Recast everything from the start of the records down to and including the line containing "130, 37, 287, 222" as a numbered list, omitting any blank lines.
BEGIN RECORD LIST
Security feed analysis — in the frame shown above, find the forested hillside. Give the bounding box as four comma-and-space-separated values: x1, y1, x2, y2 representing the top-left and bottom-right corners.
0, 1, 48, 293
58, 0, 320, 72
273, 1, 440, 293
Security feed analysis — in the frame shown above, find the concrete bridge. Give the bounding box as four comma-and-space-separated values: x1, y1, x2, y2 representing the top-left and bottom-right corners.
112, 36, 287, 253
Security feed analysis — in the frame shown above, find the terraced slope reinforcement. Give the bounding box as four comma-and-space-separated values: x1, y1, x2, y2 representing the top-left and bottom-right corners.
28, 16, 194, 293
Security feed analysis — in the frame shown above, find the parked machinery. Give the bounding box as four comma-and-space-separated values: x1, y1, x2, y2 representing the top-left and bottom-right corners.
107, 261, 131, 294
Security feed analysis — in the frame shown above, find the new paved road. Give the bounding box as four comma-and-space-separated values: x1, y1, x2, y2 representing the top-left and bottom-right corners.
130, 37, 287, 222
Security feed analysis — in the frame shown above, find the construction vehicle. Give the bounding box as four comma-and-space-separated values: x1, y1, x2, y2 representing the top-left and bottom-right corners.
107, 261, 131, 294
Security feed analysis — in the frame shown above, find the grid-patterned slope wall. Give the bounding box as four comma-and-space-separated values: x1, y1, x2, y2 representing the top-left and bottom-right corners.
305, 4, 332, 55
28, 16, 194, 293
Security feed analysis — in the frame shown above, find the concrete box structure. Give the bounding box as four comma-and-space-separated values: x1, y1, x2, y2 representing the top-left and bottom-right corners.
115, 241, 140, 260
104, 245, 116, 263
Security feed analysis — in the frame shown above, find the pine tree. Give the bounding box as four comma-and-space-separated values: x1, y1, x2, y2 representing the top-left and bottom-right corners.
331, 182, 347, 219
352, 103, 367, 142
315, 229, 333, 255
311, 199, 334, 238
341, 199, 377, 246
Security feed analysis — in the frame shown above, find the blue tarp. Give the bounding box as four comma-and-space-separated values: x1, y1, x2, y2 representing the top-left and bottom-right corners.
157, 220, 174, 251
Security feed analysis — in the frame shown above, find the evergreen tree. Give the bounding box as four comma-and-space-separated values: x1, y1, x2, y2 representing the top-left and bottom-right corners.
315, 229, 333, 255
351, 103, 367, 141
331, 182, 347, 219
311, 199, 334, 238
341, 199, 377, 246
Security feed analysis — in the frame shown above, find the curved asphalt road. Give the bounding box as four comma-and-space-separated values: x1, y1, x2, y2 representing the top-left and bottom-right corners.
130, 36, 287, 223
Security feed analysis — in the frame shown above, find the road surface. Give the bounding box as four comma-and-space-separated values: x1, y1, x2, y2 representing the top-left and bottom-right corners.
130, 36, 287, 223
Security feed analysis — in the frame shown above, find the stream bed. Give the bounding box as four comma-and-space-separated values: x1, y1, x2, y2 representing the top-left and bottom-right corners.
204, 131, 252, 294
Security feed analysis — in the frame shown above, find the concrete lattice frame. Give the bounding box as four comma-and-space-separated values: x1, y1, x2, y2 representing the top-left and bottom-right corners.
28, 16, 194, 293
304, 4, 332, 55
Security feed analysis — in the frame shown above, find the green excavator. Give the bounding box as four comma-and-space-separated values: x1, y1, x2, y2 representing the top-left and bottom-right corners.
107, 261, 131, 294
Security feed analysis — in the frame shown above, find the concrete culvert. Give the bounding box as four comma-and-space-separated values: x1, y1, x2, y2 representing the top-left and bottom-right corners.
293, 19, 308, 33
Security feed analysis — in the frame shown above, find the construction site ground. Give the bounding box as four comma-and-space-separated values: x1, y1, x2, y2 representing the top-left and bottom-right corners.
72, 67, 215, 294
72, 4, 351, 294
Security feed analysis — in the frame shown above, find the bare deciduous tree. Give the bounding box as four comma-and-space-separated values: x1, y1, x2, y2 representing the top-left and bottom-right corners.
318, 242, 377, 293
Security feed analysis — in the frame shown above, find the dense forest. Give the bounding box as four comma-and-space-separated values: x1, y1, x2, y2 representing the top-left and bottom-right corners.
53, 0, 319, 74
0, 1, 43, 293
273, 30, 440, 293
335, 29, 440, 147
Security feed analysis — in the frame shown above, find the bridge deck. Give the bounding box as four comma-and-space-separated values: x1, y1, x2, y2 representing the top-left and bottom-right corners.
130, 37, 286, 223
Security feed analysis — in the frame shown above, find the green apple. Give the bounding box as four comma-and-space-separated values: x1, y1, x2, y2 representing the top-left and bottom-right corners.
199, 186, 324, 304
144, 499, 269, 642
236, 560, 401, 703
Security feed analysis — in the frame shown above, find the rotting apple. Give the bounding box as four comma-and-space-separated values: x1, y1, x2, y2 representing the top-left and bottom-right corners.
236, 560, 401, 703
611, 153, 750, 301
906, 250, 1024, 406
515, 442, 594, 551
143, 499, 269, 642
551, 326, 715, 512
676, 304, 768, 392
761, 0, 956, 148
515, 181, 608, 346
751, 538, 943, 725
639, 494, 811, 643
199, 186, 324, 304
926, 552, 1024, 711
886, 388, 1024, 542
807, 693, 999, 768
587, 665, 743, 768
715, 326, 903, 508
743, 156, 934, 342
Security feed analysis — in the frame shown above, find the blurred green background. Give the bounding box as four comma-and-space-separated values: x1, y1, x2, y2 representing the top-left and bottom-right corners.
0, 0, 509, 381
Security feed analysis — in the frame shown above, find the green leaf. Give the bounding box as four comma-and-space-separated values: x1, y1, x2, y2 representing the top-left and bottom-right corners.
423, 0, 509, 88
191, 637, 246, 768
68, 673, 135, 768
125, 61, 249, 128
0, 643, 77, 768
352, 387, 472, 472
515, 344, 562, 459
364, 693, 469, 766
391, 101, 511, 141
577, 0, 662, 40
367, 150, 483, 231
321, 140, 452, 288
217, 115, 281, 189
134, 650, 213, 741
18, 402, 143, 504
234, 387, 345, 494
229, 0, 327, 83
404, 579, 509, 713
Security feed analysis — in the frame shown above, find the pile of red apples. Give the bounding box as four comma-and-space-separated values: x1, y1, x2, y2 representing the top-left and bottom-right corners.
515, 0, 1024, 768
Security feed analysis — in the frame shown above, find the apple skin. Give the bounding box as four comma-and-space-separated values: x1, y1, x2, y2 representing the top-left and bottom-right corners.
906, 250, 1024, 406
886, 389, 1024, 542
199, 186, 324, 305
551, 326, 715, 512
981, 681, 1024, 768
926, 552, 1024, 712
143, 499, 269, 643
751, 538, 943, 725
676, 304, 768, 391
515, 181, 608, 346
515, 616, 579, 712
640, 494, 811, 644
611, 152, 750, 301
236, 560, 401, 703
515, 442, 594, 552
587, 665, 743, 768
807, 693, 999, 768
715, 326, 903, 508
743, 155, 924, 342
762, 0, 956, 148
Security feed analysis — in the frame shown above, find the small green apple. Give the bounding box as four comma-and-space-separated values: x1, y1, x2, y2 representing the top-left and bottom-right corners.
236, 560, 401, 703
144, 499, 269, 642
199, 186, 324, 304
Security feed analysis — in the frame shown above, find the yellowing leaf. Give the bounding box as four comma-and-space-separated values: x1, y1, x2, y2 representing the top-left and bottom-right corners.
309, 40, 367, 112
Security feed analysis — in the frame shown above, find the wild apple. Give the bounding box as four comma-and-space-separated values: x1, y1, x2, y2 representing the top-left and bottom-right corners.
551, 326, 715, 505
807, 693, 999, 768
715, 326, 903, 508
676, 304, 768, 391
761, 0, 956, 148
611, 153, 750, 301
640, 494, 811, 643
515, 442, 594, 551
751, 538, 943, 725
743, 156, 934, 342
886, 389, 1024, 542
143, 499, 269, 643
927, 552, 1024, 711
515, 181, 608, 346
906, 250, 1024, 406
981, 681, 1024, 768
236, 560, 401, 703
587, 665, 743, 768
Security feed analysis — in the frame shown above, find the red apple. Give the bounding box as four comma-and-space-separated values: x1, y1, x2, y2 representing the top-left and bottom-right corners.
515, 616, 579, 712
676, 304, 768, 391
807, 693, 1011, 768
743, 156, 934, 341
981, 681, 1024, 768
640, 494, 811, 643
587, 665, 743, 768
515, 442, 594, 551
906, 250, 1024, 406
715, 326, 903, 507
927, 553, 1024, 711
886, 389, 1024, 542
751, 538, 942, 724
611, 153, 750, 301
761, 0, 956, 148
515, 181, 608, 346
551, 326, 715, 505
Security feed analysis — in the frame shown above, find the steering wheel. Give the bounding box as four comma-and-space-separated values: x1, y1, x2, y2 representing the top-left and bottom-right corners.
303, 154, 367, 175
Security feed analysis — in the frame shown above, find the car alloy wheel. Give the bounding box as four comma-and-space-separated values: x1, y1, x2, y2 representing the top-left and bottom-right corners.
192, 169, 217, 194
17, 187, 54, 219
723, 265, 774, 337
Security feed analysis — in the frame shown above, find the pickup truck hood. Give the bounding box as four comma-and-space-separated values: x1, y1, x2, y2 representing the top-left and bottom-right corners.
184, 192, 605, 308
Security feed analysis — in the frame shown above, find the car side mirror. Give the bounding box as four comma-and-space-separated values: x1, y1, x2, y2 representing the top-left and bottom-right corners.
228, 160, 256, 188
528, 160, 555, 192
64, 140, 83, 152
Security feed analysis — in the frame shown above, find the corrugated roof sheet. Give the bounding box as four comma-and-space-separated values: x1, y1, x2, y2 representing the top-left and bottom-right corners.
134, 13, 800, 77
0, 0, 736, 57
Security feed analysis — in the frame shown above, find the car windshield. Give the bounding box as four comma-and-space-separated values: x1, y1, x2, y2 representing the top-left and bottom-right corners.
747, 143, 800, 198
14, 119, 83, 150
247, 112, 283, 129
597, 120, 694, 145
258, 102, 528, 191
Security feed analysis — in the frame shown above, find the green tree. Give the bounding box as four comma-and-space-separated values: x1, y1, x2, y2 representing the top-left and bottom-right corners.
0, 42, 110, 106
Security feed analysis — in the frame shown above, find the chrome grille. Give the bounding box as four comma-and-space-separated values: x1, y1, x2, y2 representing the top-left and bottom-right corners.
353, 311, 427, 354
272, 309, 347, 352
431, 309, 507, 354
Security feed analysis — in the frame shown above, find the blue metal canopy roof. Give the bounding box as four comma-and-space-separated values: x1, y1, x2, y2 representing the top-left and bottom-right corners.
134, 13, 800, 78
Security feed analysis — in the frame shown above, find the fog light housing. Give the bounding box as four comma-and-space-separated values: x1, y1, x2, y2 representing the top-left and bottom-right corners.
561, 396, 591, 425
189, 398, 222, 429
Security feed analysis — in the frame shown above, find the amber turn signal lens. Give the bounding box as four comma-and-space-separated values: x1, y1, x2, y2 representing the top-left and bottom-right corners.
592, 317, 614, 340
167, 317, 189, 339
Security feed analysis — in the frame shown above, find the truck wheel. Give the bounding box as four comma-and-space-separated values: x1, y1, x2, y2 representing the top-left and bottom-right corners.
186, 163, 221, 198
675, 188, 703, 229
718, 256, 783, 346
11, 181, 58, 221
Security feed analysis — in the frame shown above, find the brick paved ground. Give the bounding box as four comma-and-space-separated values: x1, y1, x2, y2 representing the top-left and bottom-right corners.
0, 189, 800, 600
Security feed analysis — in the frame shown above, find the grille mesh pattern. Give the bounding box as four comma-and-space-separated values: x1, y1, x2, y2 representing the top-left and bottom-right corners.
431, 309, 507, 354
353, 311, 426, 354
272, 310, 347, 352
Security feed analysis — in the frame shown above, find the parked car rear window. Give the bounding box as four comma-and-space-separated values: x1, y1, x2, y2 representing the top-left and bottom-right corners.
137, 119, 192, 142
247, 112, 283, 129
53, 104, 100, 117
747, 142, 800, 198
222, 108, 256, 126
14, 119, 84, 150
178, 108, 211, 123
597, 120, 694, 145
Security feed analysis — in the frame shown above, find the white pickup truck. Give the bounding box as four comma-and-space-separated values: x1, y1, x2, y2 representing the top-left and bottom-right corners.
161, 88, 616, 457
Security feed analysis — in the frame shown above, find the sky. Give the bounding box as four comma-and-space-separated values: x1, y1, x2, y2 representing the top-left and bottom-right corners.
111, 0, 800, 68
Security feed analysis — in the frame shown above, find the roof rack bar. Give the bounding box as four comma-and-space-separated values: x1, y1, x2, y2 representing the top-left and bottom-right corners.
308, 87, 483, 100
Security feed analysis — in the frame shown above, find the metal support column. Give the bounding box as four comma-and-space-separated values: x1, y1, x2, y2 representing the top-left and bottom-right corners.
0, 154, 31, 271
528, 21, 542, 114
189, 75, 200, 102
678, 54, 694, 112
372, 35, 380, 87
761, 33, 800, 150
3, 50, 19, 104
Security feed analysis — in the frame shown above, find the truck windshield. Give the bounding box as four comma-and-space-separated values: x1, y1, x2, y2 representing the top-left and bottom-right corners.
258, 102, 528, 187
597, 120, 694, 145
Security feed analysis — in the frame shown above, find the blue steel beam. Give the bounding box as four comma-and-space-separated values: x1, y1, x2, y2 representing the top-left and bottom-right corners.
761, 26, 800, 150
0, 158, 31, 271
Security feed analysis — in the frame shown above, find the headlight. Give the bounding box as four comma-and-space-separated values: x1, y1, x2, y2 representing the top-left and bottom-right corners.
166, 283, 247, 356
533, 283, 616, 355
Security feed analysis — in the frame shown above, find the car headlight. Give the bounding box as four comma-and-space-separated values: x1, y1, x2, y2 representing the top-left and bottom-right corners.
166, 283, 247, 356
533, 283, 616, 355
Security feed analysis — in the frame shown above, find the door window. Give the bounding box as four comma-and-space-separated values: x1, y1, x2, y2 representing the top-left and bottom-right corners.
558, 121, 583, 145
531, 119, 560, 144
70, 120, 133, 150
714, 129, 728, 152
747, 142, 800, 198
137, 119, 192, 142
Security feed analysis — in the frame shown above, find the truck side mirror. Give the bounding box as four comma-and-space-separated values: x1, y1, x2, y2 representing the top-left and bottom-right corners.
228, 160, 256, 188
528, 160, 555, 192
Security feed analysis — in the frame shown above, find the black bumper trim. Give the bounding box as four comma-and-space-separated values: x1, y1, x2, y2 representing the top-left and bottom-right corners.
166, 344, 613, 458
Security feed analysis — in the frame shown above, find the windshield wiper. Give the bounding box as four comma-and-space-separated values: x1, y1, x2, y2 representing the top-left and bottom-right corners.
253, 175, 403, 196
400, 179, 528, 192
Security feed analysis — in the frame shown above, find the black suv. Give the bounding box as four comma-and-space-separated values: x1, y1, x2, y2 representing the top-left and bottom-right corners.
END RECORD LIST
* RESPONSE:
1. Security feed analysis — in the frame shown above, find the forested hillside. Give the bounding box as four comma-and-space-separated values: x1, y1, x2, y2 representing the top-left and bottom-right corners.
2. 0, 1, 48, 293
3. 58, 0, 320, 72
4. 273, 1, 440, 293
5. Security feed analysis — in the frame shown above, find the concrete bridge. Give the bounding box as four comma-and-space-separated values: x1, y1, x2, y2 representing the top-left and bottom-right corners.
6. 112, 36, 287, 253
7. Security feed analysis — in the frame shown above, find the terraced slope reinforcement. Give the bounding box as four comma-and-space-separated values: x1, y1, x2, y2 representing the top-left and bottom-right corners.
8. 28, 16, 194, 293
9. Security feed analysis — in the frame shown above, find the parked machinery. Give the bounding box as four comma-and-space-separated values: x1, y1, x2, y2 representing the top-left and bottom-right corners.
10. 107, 261, 131, 294
11. Security feed analysis — in the frame shown above, find the new paved road. Give the bounding box as four comma-and-space-separated values: x1, y1, x2, y2 representing the top-left and bottom-right corners.
12. 130, 37, 287, 222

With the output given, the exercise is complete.